= Directions =
Can you reproduce, word for word, the part of the multiplayer tutorial below from "Setting Up Accounts" up to and including "game asset page."?

= Reading passage =
########
Multiplayer State Management with Unity and Dragonfly Cloud

Introduction

Multiplayer games demand low latency and real-time responsiveness for smooth gameplay. Whether synchronizing player positions, handling game rooms, or managing leaderboards, in-memory data stores like Dragonfly are ideal for handling these high-speed operations, ensuring minimal lag and a seamless gaming experience.

In this 10-minute tutorial, we’ll transform Unity’s Tanks! tutorial—a local two-player game—to enable online real-time access. We’ll create a room for two players using the GET/SET commands and synchronize player movement through the Pub/Sub API. Our setup will include:

• A simple Node.js WebSocket server for communication.
• Dragonfly Cloud for managing game state.
• A Unity client handling WebSocket connections and movement sync.

Unity Tanks!

It’s important to note that this tutorial is designed to illustrate fundamental multiplayer game development concepts. It provides a foundational understanding and hands-on tutorial using the tools we all love rather than delivering a fully featured online game. In the meantime, basic knowledge of Node.js, WebSocket, Dragonfly, and Unity is helpful to follow along.

Setting Up Accounts

Before diving into the actual steps and coding examples, ensure that you have created the necessary accounts on Unity and Dragonfly Cloud.

Unity Setup

• Visit the Unity Tanks! tutorial game asset page.
########
= Items =
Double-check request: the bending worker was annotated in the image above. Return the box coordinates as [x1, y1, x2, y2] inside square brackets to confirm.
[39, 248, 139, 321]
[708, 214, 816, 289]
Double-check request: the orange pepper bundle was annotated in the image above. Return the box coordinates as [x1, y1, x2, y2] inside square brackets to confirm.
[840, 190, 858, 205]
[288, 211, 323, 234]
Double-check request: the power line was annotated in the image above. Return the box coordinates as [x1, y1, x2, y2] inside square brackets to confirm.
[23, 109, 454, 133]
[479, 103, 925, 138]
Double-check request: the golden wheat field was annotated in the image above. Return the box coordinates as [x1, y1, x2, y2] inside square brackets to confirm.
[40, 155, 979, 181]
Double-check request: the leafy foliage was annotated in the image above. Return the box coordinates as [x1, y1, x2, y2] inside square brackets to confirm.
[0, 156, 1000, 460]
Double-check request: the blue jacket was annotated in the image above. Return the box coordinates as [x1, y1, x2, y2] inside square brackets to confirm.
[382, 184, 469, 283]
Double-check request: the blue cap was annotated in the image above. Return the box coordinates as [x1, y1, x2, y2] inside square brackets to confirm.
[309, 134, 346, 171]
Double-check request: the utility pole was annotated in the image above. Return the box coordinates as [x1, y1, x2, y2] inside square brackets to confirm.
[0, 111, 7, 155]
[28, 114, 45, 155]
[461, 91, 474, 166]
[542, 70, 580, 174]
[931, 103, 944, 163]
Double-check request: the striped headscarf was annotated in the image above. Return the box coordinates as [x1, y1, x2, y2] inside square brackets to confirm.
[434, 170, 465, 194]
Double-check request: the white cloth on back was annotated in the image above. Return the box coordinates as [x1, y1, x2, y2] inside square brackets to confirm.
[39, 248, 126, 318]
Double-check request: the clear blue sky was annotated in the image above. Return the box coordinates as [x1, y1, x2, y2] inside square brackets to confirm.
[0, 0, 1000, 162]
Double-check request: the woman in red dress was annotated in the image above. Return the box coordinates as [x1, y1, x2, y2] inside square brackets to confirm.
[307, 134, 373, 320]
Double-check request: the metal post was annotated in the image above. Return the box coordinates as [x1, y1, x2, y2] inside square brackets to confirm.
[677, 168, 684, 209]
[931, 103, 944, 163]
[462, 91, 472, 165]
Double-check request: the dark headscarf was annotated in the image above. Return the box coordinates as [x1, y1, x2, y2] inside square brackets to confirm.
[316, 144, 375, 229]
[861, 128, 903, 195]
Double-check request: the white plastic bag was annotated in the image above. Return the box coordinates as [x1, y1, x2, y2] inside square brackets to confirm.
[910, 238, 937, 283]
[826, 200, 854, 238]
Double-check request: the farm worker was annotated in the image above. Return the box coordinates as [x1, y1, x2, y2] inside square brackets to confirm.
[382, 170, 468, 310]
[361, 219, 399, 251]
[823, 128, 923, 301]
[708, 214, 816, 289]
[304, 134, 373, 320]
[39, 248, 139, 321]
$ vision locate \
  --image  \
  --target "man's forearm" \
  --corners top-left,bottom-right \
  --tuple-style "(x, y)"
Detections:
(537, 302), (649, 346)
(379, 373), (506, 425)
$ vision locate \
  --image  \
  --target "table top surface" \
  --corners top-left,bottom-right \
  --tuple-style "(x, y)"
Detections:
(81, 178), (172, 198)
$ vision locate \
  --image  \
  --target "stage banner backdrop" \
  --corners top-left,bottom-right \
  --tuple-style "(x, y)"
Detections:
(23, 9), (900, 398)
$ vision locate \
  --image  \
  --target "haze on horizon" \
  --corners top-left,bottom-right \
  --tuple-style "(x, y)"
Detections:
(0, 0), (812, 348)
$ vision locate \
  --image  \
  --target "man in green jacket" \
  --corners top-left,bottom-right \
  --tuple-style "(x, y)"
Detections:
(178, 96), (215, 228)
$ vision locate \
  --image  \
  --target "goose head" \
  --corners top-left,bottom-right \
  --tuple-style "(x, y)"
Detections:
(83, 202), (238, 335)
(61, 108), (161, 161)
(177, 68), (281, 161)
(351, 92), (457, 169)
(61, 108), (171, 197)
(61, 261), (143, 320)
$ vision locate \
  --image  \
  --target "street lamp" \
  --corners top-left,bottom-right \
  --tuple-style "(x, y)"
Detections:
########
= Exercise result =
Setting Up Accounts

Before diving into the actual steps and coding examples, ensure that you have created the necessary accounts on Unity and Dragonfly Cloud.

Unity Setup

• Visit the Unity Tanks! tutorial game asset page.